## [Goal]
Convert the listing below into a Markdown table with the columns "Row" and "Line," starting at the line that contains "Where can the arched window be" and ending at the last line of the listing. Number each row and omit any blank lines.

## [Listing of labeled points]
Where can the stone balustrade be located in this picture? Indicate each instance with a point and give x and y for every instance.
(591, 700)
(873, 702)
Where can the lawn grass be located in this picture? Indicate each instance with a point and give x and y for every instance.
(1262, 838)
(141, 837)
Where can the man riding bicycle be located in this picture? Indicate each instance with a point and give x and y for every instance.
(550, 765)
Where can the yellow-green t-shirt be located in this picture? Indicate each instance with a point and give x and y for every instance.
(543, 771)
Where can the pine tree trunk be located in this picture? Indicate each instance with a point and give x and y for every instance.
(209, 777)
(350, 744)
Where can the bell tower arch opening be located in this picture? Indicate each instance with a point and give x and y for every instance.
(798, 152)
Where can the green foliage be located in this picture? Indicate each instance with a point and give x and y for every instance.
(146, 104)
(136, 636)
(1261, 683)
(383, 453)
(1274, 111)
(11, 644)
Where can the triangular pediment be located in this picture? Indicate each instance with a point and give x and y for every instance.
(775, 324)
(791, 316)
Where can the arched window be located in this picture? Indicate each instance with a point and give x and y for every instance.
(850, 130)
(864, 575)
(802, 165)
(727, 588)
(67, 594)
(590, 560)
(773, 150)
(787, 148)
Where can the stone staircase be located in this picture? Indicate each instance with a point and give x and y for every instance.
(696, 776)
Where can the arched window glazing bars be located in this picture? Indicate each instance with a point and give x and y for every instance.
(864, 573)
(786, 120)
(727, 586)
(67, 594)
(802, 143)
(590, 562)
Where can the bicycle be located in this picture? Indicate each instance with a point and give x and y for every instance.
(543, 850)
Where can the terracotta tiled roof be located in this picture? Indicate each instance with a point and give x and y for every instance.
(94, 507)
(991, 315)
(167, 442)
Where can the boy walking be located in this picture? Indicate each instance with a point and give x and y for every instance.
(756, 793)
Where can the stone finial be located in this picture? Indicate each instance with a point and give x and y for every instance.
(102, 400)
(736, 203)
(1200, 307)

## [Task result]
| Row | Line |
|---|---|
| 1 | Where can the arched window be located in this picture? Indicate each instance with a point and give x and y for every instance. |
| 2 | (850, 130) |
| 3 | (864, 575) |
| 4 | (802, 165) |
| 5 | (727, 588) |
| 6 | (67, 594) |
| 7 | (590, 560) |
| 8 | (773, 150) |
| 9 | (787, 148) |
| 10 | Where can the stone staircase be located in this picture? Indicate each instance with a point and give x and y for every instance. |
| 11 | (696, 776) |
| 12 | Where can the arched window glazing bars be located in this picture? Indicate each instance with a point and give x and y for every instance. |
| 13 | (864, 573) |
| 14 | (786, 120) |
| 15 | (727, 586) |
| 16 | (67, 594) |
| 17 | (802, 143) |
| 18 | (590, 562) |
| 19 | Where can the bicycle be located in this picture? Indicate each instance with a point and give x and y for every instance. |
| 20 | (543, 850) |
| 21 | Where can the terracotta tiled roof be located in this picture? Indicate each instance with a point and give x and y for every instance. |
| 22 | (94, 507) |
| 23 | (991, 315) |
| 24 | (167, 442) |
| 25 | Where can the boy walking be located in this picture? Indicate each instance with a point and give x and y for every instance. |
| 26 | (756, 793) |
| 27 | Where can the stone finial be located in this picture? Indicate each instance with a point and give x and y for every instance. |
| 28 | (102, 400) |
| 29 | (736, 203) |
| 30 | (1200, 307) |